● **Challenge**
Print the range of lines that opens with the line containing "person in high-visibility" and closes with the last line of the listing. Include both ends; print nothing more.

[Excerpts of pointing data]
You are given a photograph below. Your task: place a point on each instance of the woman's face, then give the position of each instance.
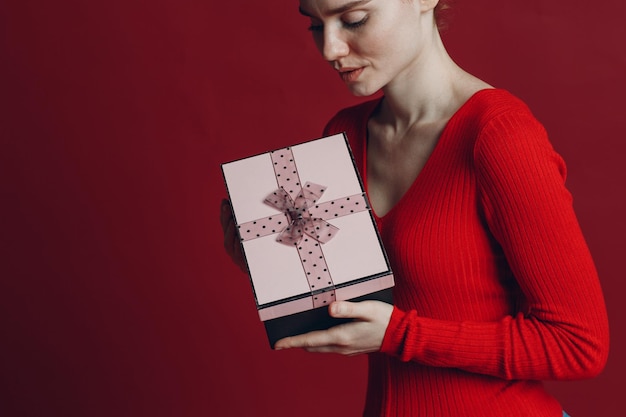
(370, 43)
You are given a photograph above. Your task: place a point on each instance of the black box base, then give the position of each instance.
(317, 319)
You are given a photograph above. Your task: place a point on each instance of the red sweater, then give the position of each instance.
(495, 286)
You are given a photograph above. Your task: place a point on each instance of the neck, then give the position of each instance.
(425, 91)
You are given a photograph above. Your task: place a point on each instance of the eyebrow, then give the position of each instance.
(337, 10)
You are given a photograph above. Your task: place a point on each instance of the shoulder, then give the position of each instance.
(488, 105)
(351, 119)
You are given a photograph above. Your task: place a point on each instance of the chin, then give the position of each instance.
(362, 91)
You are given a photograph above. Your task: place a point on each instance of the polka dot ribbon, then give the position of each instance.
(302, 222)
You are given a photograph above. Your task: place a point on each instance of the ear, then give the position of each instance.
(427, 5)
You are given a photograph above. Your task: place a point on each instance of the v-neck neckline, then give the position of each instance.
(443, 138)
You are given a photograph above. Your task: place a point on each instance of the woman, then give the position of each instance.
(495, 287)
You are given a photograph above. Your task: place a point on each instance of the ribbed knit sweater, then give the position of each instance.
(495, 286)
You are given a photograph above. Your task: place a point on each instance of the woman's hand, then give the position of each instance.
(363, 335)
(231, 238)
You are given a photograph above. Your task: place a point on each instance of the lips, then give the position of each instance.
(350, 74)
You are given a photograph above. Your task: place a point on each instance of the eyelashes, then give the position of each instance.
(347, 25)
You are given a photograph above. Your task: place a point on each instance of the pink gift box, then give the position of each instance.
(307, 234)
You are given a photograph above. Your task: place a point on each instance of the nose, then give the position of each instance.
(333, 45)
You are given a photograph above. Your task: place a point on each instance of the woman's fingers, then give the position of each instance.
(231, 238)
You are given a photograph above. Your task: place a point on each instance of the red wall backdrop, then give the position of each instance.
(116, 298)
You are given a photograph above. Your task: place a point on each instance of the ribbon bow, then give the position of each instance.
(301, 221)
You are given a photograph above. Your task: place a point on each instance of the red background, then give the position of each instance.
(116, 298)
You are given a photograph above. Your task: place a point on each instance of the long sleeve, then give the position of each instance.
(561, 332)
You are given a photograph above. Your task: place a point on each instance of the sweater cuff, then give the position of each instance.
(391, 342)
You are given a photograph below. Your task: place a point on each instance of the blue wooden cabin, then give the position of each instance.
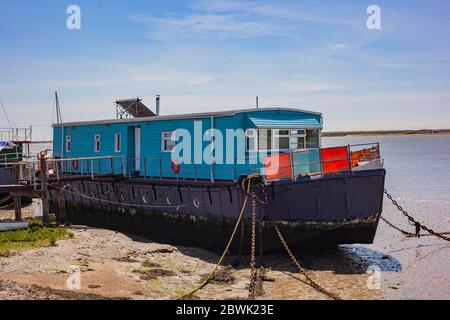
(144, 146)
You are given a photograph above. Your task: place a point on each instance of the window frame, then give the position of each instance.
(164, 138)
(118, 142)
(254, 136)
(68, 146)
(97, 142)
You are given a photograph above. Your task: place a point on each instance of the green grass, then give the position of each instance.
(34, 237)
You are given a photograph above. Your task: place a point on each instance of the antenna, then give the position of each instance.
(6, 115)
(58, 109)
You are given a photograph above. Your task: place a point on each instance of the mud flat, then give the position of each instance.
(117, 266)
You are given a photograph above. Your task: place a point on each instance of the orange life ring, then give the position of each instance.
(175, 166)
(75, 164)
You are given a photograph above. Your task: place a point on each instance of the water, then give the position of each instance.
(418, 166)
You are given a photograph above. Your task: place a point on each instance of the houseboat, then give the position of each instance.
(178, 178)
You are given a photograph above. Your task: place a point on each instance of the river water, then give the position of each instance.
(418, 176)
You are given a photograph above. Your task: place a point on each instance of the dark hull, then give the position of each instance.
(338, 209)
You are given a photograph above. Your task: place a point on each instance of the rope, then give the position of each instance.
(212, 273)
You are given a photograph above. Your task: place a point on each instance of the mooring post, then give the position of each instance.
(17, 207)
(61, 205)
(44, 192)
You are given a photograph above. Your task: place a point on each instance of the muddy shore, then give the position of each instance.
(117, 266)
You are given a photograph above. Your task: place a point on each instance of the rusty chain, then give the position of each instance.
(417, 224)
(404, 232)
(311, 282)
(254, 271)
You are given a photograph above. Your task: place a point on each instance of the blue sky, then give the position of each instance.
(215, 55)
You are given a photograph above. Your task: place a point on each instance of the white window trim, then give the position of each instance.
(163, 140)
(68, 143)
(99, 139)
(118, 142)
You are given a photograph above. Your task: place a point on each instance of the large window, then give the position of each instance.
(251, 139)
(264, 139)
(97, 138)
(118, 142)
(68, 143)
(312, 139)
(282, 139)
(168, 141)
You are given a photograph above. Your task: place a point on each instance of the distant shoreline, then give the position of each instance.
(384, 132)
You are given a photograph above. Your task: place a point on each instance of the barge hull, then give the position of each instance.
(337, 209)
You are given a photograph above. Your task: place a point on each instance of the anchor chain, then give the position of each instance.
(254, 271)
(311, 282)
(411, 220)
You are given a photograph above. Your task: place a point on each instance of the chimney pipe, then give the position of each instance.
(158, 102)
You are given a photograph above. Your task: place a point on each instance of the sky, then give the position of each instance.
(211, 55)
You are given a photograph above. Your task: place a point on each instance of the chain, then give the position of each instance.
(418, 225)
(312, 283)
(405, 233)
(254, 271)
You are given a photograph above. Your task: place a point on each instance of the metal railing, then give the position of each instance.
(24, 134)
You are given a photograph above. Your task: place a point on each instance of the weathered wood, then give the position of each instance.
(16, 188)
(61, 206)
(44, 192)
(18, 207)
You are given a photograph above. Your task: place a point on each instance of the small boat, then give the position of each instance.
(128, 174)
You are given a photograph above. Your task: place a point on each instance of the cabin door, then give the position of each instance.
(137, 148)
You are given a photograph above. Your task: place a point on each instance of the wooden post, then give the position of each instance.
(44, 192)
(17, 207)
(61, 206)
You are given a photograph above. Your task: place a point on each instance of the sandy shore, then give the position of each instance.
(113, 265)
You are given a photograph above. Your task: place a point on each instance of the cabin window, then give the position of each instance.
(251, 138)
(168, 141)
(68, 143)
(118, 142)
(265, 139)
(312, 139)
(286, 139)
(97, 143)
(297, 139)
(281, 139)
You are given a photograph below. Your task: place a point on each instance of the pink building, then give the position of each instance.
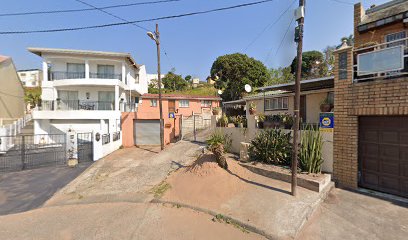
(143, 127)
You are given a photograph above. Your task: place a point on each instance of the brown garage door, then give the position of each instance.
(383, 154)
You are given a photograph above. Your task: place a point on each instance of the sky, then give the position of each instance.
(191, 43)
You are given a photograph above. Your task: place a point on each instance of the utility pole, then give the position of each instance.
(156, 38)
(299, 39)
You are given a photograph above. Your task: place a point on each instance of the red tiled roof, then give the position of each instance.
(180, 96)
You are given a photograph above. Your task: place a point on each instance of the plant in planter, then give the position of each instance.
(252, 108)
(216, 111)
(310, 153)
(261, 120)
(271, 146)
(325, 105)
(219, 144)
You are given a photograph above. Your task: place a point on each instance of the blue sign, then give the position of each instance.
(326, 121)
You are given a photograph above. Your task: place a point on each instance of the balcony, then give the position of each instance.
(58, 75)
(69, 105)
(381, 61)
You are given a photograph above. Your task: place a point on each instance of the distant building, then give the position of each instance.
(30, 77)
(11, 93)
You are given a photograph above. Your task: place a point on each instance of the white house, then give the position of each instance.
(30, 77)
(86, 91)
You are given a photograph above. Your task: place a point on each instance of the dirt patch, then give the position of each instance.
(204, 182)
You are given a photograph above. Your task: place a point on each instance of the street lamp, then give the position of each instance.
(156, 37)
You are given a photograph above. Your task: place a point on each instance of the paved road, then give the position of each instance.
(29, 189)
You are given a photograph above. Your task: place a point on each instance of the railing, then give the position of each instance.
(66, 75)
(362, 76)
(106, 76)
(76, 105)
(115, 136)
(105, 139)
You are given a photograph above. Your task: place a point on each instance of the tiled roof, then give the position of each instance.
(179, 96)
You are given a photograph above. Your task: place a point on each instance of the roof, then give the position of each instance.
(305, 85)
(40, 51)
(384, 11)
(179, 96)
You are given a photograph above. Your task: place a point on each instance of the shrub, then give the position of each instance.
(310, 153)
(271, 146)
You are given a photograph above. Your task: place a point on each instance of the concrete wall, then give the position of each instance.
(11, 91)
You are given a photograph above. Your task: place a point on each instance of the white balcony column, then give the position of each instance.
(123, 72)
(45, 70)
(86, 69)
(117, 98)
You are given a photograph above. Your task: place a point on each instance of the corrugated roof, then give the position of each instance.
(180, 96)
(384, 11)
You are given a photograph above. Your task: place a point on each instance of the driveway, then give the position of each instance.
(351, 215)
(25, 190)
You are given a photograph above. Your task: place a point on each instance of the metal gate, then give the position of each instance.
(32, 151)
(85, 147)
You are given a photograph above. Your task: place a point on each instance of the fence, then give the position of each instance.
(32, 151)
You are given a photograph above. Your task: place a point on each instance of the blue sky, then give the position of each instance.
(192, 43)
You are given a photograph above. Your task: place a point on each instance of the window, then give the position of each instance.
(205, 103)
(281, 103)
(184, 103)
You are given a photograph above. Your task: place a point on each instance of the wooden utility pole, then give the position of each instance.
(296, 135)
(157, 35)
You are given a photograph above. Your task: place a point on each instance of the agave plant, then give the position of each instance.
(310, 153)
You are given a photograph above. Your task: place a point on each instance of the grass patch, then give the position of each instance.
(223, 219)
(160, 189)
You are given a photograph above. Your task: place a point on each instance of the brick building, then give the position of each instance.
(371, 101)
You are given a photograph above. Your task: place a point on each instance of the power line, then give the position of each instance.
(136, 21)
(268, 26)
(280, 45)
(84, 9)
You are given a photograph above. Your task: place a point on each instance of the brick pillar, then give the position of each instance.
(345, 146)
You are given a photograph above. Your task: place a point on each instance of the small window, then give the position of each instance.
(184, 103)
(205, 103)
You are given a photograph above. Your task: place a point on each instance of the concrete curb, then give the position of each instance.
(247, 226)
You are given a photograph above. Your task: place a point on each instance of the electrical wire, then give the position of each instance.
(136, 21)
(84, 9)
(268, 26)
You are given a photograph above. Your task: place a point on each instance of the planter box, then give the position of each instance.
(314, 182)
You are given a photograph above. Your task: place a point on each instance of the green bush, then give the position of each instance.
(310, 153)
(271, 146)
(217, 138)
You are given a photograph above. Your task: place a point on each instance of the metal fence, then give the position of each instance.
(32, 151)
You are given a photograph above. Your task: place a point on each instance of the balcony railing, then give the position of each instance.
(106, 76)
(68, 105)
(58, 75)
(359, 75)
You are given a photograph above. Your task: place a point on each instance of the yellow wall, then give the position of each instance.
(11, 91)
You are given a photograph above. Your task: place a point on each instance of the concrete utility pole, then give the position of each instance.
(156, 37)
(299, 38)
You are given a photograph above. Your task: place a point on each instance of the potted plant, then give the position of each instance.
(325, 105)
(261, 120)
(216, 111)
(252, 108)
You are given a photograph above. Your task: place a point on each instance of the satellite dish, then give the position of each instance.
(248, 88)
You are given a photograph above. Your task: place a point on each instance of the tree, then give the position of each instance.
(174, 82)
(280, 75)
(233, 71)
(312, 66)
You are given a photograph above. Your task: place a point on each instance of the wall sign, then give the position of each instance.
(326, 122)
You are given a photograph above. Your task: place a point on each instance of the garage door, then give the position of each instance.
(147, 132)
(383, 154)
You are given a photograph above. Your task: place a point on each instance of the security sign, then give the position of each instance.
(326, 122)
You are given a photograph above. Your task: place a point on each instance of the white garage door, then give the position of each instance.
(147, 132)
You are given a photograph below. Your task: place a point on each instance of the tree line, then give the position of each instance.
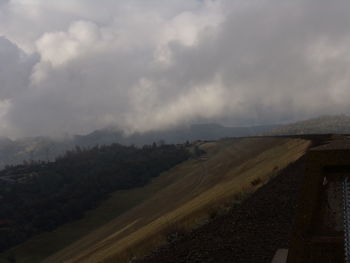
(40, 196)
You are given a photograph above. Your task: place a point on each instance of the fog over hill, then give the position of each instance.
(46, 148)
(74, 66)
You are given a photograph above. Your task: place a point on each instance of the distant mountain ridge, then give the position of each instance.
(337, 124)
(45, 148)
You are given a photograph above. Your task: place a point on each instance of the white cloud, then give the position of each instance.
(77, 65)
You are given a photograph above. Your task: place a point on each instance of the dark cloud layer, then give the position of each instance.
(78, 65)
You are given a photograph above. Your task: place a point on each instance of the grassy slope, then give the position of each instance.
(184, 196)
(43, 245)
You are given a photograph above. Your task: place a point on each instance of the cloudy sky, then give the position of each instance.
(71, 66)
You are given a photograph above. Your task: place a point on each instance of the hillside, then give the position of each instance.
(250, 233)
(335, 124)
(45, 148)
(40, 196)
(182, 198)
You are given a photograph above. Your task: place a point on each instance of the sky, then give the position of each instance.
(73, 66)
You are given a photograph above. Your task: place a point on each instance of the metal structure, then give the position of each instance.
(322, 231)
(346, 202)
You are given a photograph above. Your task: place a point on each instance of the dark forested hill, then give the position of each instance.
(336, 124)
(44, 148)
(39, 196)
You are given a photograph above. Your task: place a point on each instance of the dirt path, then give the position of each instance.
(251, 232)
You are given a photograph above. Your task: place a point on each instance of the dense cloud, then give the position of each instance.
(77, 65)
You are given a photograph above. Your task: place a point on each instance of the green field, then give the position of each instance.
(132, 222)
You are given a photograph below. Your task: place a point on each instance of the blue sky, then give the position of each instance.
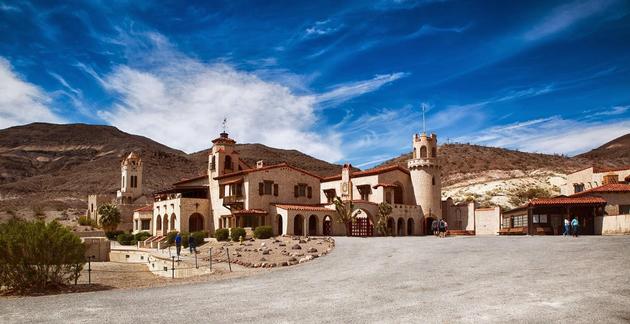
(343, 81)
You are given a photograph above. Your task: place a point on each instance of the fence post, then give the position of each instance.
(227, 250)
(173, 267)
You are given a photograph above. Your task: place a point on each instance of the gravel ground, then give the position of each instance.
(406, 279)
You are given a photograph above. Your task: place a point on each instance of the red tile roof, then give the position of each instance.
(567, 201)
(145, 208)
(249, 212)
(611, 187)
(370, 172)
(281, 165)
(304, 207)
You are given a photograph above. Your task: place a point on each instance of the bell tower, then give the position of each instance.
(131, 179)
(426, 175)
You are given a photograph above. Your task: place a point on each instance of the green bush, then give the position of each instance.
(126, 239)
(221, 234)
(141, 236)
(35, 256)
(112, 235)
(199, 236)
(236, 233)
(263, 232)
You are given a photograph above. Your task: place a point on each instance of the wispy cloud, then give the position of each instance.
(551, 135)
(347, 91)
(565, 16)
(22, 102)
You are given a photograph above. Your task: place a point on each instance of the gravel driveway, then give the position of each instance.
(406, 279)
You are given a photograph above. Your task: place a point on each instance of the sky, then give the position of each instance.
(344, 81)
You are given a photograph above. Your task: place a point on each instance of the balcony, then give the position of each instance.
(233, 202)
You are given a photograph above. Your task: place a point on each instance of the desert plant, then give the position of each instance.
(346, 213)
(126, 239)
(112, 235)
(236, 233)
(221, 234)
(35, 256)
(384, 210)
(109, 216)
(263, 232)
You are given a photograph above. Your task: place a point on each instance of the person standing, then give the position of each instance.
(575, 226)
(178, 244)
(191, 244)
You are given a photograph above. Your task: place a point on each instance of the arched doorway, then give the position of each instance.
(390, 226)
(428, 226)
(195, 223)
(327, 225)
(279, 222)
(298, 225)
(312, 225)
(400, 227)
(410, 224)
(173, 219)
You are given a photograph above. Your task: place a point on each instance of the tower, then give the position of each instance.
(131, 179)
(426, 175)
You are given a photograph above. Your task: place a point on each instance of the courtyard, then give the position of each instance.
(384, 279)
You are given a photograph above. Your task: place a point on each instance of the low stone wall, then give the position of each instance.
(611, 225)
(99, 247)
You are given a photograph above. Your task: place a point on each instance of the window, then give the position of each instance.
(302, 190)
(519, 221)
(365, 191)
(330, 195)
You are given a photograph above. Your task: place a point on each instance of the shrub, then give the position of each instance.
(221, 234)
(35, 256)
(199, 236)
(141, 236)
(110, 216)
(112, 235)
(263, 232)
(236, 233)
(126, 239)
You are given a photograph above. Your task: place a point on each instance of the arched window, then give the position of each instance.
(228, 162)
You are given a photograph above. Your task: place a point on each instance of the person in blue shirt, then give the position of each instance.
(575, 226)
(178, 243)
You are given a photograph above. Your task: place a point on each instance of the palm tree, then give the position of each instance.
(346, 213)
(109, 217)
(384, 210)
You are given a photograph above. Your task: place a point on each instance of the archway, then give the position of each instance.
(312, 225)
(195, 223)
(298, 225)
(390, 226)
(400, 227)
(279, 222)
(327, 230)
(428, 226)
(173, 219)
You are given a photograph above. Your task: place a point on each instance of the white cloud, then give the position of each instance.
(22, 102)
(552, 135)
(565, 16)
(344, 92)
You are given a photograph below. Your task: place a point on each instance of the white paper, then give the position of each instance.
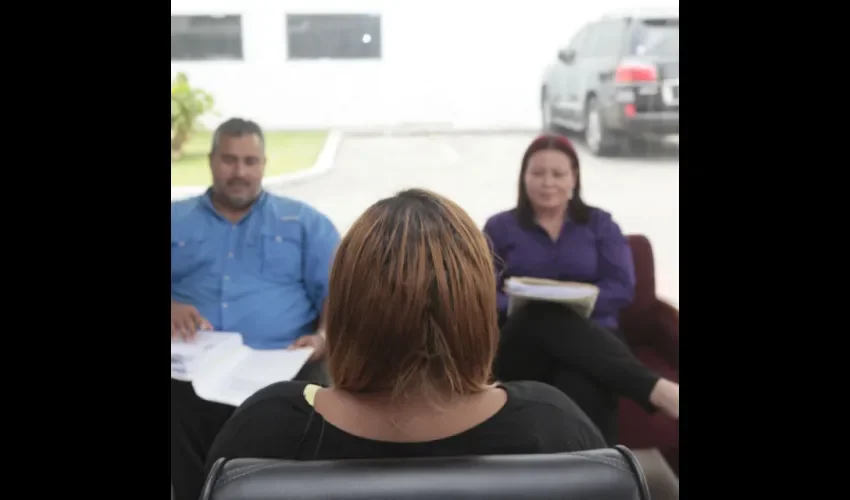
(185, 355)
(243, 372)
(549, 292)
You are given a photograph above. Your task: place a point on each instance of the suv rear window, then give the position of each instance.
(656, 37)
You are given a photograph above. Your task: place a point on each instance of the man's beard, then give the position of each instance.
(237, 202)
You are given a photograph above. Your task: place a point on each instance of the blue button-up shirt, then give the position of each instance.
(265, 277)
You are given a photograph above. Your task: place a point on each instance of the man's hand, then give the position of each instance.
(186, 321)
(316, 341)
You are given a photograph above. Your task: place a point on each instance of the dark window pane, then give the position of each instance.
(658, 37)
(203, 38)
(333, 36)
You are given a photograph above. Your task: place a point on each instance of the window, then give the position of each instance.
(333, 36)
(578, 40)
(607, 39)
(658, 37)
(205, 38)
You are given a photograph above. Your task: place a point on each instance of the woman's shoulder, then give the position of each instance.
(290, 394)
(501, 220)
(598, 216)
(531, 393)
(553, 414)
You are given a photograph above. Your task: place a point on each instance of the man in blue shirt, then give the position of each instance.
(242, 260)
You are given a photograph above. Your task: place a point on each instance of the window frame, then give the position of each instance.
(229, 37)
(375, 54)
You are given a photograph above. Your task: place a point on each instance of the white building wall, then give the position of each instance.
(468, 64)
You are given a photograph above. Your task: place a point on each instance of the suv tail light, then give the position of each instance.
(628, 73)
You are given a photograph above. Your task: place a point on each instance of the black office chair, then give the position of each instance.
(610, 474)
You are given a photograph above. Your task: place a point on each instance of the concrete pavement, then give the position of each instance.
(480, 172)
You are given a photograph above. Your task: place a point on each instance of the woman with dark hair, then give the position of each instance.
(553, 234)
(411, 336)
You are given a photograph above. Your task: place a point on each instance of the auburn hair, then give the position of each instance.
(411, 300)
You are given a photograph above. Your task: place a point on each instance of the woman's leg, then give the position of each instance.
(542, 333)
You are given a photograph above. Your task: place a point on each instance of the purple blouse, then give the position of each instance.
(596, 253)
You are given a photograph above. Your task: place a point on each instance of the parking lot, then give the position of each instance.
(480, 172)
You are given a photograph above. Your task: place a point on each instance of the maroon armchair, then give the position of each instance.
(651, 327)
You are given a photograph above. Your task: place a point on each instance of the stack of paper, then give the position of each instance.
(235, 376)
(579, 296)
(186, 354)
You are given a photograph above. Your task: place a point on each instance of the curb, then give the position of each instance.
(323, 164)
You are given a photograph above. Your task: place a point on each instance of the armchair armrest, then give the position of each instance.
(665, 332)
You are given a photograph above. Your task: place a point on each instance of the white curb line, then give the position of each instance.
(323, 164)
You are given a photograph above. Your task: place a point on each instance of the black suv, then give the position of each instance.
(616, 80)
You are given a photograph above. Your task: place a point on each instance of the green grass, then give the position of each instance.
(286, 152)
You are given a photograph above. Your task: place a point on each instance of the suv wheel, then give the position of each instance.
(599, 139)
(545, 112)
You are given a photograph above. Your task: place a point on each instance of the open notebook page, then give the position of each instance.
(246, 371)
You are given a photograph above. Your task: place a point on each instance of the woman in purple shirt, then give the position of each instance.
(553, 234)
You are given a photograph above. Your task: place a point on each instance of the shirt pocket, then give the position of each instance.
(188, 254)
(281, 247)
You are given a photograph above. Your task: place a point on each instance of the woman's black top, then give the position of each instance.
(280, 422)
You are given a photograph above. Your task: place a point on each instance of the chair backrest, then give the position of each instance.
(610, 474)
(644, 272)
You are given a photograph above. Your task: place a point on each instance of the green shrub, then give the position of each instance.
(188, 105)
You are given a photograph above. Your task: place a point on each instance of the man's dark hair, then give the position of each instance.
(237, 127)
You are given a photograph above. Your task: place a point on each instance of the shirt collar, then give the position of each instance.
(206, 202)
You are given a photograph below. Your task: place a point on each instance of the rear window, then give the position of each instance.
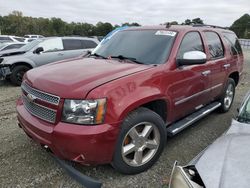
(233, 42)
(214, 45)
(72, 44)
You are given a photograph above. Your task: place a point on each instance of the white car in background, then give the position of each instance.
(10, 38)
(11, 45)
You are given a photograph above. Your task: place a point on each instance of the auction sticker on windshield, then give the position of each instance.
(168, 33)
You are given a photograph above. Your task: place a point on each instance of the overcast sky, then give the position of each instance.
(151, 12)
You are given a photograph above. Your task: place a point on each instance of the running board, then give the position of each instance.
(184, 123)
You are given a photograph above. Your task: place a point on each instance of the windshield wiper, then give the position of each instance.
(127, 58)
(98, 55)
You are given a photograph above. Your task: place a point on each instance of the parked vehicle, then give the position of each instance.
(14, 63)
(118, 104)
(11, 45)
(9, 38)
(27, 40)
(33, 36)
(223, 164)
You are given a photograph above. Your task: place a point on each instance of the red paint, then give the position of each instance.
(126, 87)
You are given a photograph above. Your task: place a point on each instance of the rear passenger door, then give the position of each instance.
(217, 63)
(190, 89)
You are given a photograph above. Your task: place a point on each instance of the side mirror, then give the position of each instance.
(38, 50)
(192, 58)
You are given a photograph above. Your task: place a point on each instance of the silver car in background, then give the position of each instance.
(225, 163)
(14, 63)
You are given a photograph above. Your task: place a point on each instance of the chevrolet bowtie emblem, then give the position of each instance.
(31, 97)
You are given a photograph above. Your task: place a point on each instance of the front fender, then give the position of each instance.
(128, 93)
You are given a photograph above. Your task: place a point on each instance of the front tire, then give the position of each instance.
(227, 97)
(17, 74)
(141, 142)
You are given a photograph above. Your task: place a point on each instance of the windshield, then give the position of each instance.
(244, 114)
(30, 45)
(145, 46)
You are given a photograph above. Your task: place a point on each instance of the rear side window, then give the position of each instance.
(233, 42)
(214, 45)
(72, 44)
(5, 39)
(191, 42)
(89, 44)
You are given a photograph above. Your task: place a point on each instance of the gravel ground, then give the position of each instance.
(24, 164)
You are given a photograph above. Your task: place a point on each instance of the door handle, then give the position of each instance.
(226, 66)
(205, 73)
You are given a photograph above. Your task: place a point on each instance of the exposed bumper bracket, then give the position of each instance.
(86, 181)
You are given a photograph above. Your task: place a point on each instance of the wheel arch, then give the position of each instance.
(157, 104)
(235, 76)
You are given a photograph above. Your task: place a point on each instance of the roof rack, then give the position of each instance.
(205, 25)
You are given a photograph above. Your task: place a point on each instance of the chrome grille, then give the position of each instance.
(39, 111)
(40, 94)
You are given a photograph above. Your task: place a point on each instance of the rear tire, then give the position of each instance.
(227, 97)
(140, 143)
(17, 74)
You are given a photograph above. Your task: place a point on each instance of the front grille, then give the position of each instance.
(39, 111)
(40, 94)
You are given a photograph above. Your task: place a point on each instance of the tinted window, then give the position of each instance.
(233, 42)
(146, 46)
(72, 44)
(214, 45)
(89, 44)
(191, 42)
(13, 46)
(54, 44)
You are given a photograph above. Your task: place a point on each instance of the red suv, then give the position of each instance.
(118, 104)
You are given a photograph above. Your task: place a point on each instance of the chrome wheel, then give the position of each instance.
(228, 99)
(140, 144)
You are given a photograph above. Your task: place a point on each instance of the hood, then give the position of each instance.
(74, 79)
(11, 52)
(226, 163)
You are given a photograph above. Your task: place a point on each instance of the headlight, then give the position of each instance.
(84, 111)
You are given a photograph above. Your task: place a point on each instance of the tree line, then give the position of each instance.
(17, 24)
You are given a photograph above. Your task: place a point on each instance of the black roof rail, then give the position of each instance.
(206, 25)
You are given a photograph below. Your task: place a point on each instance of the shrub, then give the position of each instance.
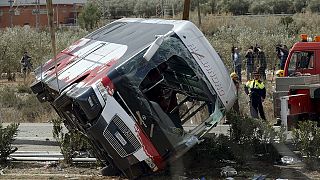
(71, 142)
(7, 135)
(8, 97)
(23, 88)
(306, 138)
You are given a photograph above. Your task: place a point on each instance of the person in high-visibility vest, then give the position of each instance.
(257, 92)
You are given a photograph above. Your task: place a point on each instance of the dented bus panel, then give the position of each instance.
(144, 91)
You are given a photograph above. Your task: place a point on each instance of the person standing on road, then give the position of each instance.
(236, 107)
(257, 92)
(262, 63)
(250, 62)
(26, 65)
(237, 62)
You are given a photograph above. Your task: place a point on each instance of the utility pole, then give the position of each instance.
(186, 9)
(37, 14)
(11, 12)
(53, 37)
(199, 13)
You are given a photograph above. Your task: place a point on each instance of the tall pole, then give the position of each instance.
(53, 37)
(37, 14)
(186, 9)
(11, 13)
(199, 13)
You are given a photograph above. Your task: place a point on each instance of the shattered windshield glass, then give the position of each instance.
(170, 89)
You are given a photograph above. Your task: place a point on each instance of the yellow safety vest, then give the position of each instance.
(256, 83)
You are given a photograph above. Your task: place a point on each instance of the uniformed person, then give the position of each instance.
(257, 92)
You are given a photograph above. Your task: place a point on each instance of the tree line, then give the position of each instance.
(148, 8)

● **Problem solution**
You are given a photograph above. Your task: place a point on each instance of the person in high-visibility vest, then give the position of each instance.
(257, 92)
You are given a photograph above. Your task: place a point on each instance of the dented bus panel, then give the position of each instance.
(144, 91)
You are given a photograph above. Your task: place a point on each instance of the person standing on road, then give the position of each instance.
(236, 107)
(257, 92)
(262, 63)
(250, 62)
(26, 65)
(237, 62)
You are given a photograph above. Your task: place a point on each instance of the utility pole, then give the position of each instance.
(186, 9)
(37, 14)
(11, 12)
(53, 37)
(199, 13)
You are given a photograph above. Your task: place a point on each instance of the tall pole, then give the position of each instance.
(53, 37)
(37, 14)
(186, 9)
(11, 13)
(199, 13)
You are given a photograph above. Your task: place a point on each instance of the shattered windshield glass, then give the position of each instance.
(170, 89)
You are given a photograph above. Your task: place a point on each instance of the yellow safety vest, then give the position of each instance.
(256, 83)
You are given a photograph above. Your task: place a point on each instance of the uniformed person, then give the position of each instance.
(257, 92)
You are given a photograph above. Your task: place a point on each instance of the tree line, then give the position of each instance.
(148, 8)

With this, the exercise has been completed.